Data records >>
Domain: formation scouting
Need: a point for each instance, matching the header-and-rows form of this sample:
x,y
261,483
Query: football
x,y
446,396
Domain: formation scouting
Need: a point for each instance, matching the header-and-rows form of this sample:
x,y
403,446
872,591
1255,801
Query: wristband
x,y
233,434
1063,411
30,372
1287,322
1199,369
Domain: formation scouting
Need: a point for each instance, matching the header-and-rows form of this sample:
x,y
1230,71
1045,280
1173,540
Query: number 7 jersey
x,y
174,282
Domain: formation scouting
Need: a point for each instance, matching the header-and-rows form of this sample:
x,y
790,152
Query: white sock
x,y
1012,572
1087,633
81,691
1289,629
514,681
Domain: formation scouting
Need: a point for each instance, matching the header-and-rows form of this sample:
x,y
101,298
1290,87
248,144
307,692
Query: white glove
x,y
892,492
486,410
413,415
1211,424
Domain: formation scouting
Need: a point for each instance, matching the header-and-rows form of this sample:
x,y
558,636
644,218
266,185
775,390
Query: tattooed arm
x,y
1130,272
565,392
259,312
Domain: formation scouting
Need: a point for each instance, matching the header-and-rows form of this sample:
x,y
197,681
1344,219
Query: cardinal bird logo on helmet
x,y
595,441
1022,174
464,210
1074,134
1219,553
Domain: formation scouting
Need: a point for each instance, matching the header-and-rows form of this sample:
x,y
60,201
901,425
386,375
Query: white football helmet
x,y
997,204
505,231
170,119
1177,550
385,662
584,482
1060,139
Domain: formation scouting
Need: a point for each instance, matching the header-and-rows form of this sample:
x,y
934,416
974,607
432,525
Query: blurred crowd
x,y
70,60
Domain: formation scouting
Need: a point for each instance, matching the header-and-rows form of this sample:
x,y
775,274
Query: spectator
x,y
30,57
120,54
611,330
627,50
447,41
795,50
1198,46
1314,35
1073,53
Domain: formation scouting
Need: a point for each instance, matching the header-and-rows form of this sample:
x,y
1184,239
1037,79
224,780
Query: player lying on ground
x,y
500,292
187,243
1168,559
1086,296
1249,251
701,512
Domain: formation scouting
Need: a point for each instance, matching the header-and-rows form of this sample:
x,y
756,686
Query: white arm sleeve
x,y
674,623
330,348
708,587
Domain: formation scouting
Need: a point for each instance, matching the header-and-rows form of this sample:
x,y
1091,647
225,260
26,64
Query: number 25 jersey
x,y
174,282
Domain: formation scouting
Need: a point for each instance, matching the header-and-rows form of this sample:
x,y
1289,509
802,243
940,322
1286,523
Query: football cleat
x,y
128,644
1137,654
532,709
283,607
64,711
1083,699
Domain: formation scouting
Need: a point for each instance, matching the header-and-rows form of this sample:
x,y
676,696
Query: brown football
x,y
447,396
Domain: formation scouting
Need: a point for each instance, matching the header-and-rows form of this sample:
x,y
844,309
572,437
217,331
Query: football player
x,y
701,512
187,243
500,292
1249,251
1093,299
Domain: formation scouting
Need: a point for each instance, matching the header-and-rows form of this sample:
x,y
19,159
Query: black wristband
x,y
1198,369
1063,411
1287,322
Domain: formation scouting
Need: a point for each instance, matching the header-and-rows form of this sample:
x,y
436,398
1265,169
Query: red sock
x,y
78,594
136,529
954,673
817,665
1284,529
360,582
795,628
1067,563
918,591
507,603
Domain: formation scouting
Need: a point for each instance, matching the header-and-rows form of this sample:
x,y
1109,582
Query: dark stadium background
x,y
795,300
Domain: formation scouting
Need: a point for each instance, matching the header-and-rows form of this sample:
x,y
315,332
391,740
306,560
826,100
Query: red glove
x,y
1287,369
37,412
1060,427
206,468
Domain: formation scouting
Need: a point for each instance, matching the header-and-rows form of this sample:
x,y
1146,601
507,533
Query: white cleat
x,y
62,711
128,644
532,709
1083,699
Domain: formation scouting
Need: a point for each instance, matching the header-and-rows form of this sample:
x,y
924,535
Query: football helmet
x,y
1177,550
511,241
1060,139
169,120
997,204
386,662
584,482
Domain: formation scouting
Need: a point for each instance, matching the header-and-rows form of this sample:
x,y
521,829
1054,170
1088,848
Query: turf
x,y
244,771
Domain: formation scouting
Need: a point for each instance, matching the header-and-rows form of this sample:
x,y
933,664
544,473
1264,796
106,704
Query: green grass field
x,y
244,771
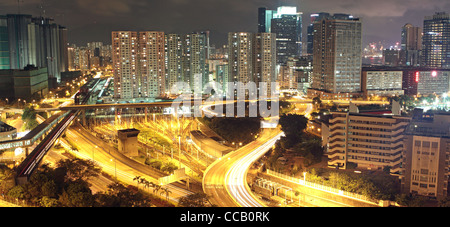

EXERCISE INSTRUCTIONS >> Gather every line of the items above that contains the string "number". Case counts.

SOLUTION TO THIS PROBLEM >>
Query: number 7 jersey
Query: number 25 jersey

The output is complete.